**TEXTO**

++++++

Eran formas de respuesta política, pero eran también expresiones específicas de una creatividad que necesitaba probar y probarse que estaba viva. Un capítulo muy importante en este terreno lo constituye la llamada «cultura chilena del exilio», cuya vitalidad se explica por la gran masa de intelectuales que abandonaron el país y que, sobre todo en los primeros años del destierro, dieron muestra de una gran coherencia de propósitos y una estimable energía creadora. Muy activos se mostraron los escritores, los músicos, los cineastas, y al lado de ellos, un impresionante contingente de académicos que poblaron y pueblan todavía innumerables universidades norteamericanas, de la América Latina, y aun de algunos países europeos.

Paralelamente a esta lucha que libraba el mundo de la creación artística por sobrevivir, se producía otro fenómeno de mucha significación: el nacimiento y posterior consolidación de formas de educación alternativa, que surgieron como réplicas al proceso de demolición de la enseñanza pública emprendido por la dictadura militar.

++++++

**REGISTROS**
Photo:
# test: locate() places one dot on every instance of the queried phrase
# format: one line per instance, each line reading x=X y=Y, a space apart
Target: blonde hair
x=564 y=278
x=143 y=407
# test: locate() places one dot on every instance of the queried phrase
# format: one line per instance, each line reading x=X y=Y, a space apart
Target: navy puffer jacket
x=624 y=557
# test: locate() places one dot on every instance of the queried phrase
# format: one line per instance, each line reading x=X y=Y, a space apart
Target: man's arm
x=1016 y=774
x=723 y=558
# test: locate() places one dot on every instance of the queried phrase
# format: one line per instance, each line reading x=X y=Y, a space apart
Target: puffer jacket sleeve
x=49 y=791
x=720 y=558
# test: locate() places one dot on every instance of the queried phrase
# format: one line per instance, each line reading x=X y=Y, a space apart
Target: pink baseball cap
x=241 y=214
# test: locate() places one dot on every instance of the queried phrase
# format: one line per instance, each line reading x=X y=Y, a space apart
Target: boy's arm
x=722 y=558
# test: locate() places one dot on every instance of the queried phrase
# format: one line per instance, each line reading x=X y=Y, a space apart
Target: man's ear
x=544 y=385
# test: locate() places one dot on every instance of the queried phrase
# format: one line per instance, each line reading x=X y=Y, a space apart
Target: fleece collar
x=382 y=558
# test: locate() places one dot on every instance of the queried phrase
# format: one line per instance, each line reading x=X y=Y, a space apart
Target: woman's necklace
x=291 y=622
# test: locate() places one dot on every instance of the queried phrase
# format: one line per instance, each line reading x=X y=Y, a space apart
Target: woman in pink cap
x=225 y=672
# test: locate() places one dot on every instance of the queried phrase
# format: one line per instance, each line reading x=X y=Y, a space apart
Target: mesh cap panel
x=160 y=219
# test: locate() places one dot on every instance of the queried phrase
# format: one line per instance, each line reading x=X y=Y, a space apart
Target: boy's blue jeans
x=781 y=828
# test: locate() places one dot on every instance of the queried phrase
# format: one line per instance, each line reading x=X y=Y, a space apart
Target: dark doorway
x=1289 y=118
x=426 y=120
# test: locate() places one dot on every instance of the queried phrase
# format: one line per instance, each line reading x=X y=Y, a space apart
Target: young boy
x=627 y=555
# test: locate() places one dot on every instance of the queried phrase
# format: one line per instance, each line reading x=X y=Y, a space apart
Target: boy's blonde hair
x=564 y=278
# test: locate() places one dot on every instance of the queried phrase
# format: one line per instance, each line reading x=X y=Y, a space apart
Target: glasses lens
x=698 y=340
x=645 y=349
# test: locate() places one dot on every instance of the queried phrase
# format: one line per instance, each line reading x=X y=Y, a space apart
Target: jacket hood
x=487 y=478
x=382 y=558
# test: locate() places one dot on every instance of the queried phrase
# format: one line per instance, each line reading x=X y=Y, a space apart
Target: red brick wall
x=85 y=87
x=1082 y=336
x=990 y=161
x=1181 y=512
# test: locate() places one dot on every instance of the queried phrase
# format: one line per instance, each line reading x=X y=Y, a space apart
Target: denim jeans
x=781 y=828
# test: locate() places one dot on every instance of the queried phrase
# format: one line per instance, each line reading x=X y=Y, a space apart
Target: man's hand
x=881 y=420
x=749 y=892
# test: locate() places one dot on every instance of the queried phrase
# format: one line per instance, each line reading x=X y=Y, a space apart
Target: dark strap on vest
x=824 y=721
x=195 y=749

++++++

**CONSIGNA**
Reproduce palabra por palabra el texto completo sobre la cultura chilena del exilio. Los registros no tienen ningún papel en esto.

**RESPUESTA**
Eran formas de respuesta política, pero eran también expresiones específicas de una creatividad que necesitaba probar y probarse que estaba viva. Un capítulo muy importante en este terreno lo constituye la llamada «cultura chilena del exilio», cuya vitalidad se explica por la gran masa de intelectuales que abandonaron el país y que, sobre todo en los primeros años del destierro, dieron muestra de una gran coherencia de propósitos y una estimable energía creadora. Muy activos se mostraron los escritores, los músicos, los cineastas, y al lado de ellos, un impresionante contingente de académicos que poblaron y pueblan todavía innumerables universidades norteamericanas, de la América Latina, y aun de algunos países europeos.

Paralelamente a esta lucha que libraba el mundo de la creación artística por sobrevivir, se producía otro fenómeno de mucha significación: el nacimiento y posterior consolidación de formas de educación alternativa, que surgieron como réplicas al proceso de demolición de la enseñanza pública emprendido por la dictadura militar.